Convert every line of the rows below into a JSON list of strings, one string per line, and skip the blank lines. Leave the pictures out.

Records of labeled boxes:
* Begin *

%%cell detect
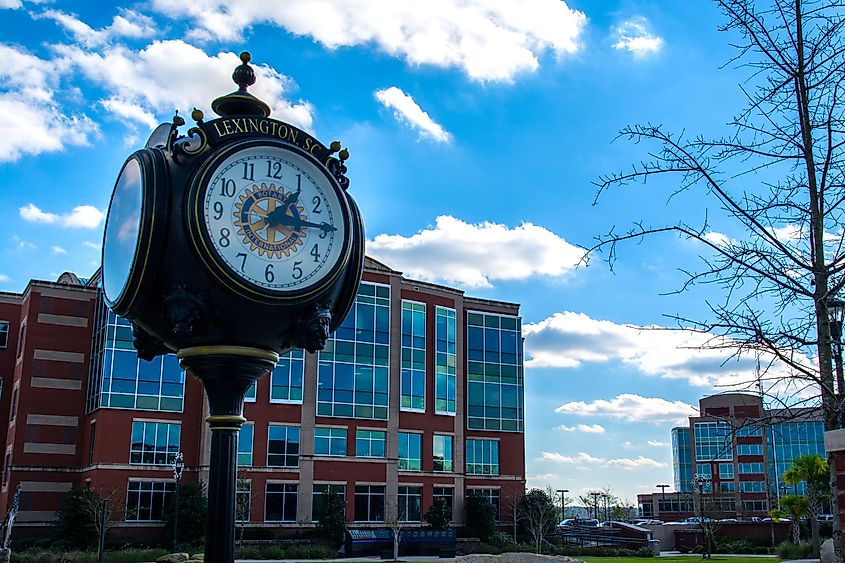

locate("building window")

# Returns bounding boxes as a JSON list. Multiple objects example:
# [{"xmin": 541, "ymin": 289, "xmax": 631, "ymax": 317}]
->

* End *

WORKED ANSWER →
[
  "%%cell detect",
  "locate(\"building window\")",
  "# Returns bounding boxes as a JSON list. Multiple objects example:",
  "# [{\"xmin\": 541, \"ymin\": 289, \"xmax\": 631, \"ymax\": 317}]",
  "->"
]